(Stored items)
________________

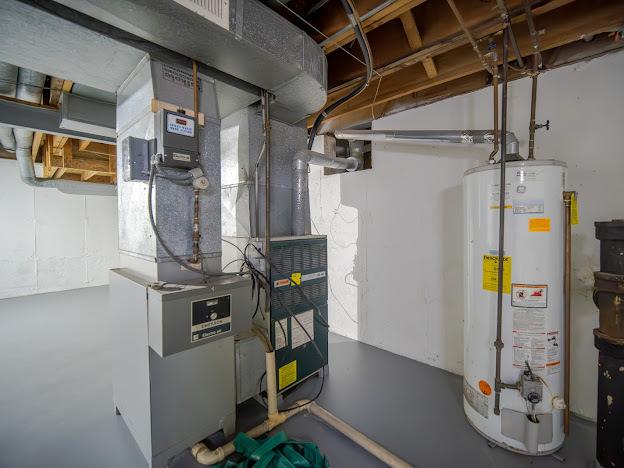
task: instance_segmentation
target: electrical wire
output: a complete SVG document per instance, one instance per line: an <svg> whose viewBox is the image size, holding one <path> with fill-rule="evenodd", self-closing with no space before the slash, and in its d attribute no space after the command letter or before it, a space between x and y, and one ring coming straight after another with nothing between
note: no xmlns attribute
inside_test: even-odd
<svg viewBox="0 0 624 468"><path fill-rule="evenodd" d="M364 76L364 79L360 82L360 84L357 87L352 89L350 92L348 92L341 98L337 99L332 104L325 107L325 109L323 109L319 113L319 115L314 120L312 129L310 130L310 137L308 138L308 149L312 149L312 145L314 144L314 138L316 137L316 134L318 133L318 130L321 127L321 124L323 123L323 120L325 120L325 117L327 117L329 114L332 113L332 111L334 111L336 108L338 108L345 102L353 99L354 97L362 93L368 87L370 80L373 76L373 56L371 53L370 45L368 43L368 39L366 38L366 34L364 32L364 29L362 28L360 17L355 11L355 8L353 7L353 3L351 3L351 0L340 0L340 2L342 3L342 7L344 8L347 16L349 17L349 21L353 25L353 31L355 33L355 37L358 41L360 49L362 50L362 55L364 56L364 62L366 65L366 75Z"/></svg>

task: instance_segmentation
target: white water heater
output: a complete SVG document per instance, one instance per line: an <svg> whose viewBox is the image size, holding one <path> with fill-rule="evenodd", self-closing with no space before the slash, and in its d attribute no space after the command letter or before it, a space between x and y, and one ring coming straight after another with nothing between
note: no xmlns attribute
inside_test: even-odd
<svg viewBox="0 0 624 468"><path fill-rule="evenodd" d="M565 163L506 165L500 414L495 414L500 164L464 174L464 411L509 450L564 440Z"/></svg>

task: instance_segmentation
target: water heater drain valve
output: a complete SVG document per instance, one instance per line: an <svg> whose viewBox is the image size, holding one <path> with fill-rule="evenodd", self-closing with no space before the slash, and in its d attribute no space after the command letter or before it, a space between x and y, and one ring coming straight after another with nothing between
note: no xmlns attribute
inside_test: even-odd
<svg viewBox="0 0 624 468"><path fill-rule="evenodd" d="M535 406L542 401L544 394L544 384L541 379L533 374L529 363L526 363L527 369L522 373L520 378L520 393L522 398Z"/></svg>

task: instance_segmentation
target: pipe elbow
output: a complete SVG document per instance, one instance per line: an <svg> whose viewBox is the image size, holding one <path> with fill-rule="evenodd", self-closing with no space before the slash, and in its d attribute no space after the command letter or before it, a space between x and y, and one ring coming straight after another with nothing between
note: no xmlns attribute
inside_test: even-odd
<svg viewBox="0 0 624 468"><path fill-rule="evenodd" d="M191 448L195 460L202 465L216 465L225 459L225 453L221 447L210 450L203 442L199 442Z"/></svg>

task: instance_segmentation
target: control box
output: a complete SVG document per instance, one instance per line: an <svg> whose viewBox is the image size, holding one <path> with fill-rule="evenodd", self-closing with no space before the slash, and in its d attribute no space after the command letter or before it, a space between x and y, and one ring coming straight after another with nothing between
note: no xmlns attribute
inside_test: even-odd
<svg viewBox="0 0 624 468"><path fill-rule="evenodd" d="M158 111L156 152L166 167L199 167L197 125L193 117L166 109Z"/></svg>
<svg viewBox="0 0 624 468"><path fill-rule="evenodd" d="M156 115L156 138L127 137L121 143L122 176L126 182L148 180L150 159L160 155L160 165L190 170L199 167L199 138L193 117L160 110Z"/></svg>

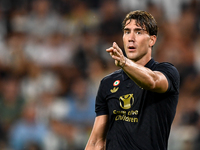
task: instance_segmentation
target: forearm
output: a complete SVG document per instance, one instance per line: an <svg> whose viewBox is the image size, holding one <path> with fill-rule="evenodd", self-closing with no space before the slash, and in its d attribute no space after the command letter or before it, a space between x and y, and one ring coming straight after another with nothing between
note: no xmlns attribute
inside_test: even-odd
<svg viewBox="0 0 200 150"><path fill-rule="evenodd" d="M96 117L94 127L85 150L105 150L107 130L108 115Z"/></svg>
<svg viewBox="0 0 200 150"><path fill-rule="evenodd" d="M155 88L158 76L142 65L136 64L130 59L126 58L126 64L122 68L124 72L141 88L151 90Z"/></svg>
<svg viewBox="0 0 200 150"><path fill-rule="evenodd" d="M85 150L105 150L105 140L100 139L100 140L89 140Z"/></svg>

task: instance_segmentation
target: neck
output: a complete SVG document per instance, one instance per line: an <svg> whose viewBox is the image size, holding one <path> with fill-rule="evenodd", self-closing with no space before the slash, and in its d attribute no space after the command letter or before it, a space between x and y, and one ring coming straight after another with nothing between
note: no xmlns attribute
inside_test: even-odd
<svg viewBox="0 0 200 150"><path fill-rule="evenodd" d="M145 66L151 60L151 58L151 51L148 51L148 53L142 56L140 59L132 61L138 65Z"/></svg>
<svg viewBox="0 0 200 150"><path fill-rule="evenodd" d="M151 57L148 57L146 59L140 59L135 63L138 64L138 65L145 66L150 60L151 60Z"/></svg>

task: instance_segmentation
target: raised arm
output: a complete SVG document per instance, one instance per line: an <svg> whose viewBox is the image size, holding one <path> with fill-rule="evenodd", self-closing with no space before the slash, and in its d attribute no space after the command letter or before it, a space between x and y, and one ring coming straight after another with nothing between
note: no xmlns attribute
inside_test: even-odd
<svg viewBox="0 0 200 150"><path fill-rule="evenodd" d="M152 71L149 68L130 61L129 59L127 60L123 70L133 81L135 81L136 84L146 90L164 93L168 89L167 78L159 71Z"/></svg>
<svg viewBox="0 0 200 150"><path fill-rule="evenodd" d="M96 117L85 150L105 150L107 129L108 115Z"/></svg>
<svg viewBox="0 0 200 150"><path fill-rule="evenodd" d="M115 60L115 64L122 67L124 72L141 88L158 93L167 91L168 81L163 73L152 71L126 58L116 43L106 51Z"/></svg>

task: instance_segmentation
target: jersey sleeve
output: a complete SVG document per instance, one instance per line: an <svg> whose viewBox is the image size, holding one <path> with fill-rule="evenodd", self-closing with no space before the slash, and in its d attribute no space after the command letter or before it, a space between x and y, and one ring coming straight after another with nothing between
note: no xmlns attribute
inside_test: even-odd
<svg viewBox="0 0 200 150"><path fill-rule="evenodd" d="M107 115L108 114L108 106L106 101L106 91L104 88L103 81L101 81L95 102L95 112L96 116Z"/></svg>
<svg viewBox="0 0 200 150"><path fill-rule="evenodd" d="M179 93L180 75L178 70L170 63L161 63L156 70L166 76L169 84L167 92Z"/></svg>

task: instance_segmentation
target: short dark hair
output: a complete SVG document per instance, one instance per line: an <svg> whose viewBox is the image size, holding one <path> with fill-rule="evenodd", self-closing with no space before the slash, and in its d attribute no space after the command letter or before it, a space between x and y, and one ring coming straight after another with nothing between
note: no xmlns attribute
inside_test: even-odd
<svg viewBox="0 0 200 150"><path fill-rule="evenodd" d="M143 10L136 10L136 11L131 11L126 15L122 22L122 29L124 30L125 26L127 25L127 21L131 19L136 20L136 25L141 26L142 28L145 27L146 31L148 32L149 35L156 35L158 33L158 26L157 22L154 19L154 17Z"/></svg>

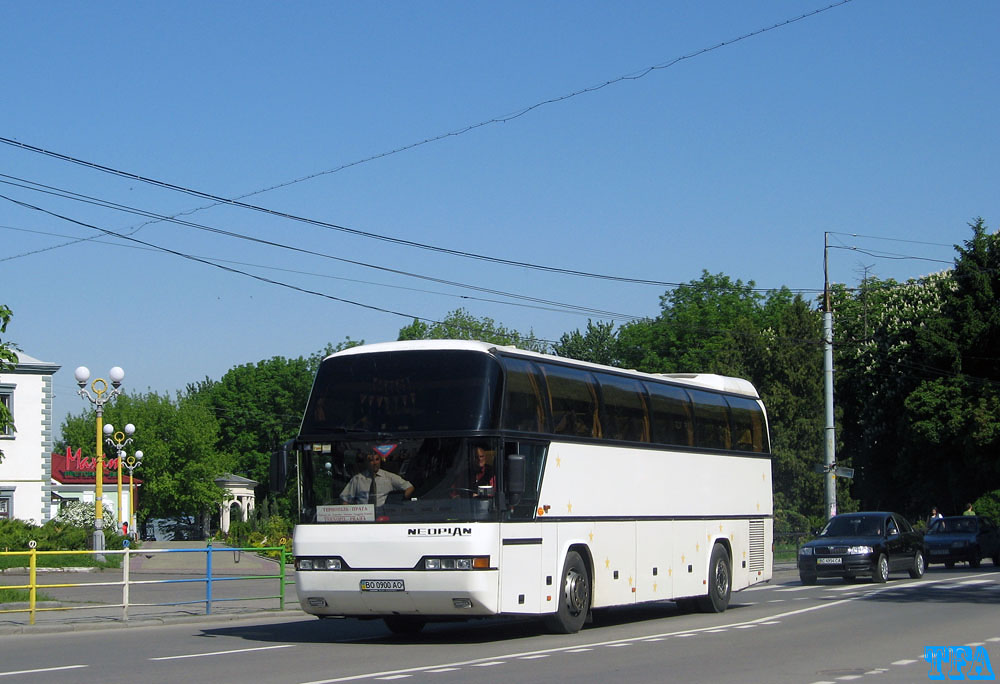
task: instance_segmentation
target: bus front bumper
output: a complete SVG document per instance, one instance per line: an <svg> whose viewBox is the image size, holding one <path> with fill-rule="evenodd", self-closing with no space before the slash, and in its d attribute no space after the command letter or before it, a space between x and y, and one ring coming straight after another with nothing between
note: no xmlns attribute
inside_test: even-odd
<svg viewBox="0 0 1000 684"><path fill-rule="evenodd" d="M461 619L499 612L496 570L299 570L295 587L302 610L313 615Z"/></svg>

________________

Scan the records for the word "target" and copy every line where it is found.

__Your response__.
target: electrical wire
target: white water heater
target: water heater drain valve
target: pipe elbow
target: control box
target: forearm
target: neck
target: raised arm
target: jersey sleeve
target: short dark hair
target: bus front bumper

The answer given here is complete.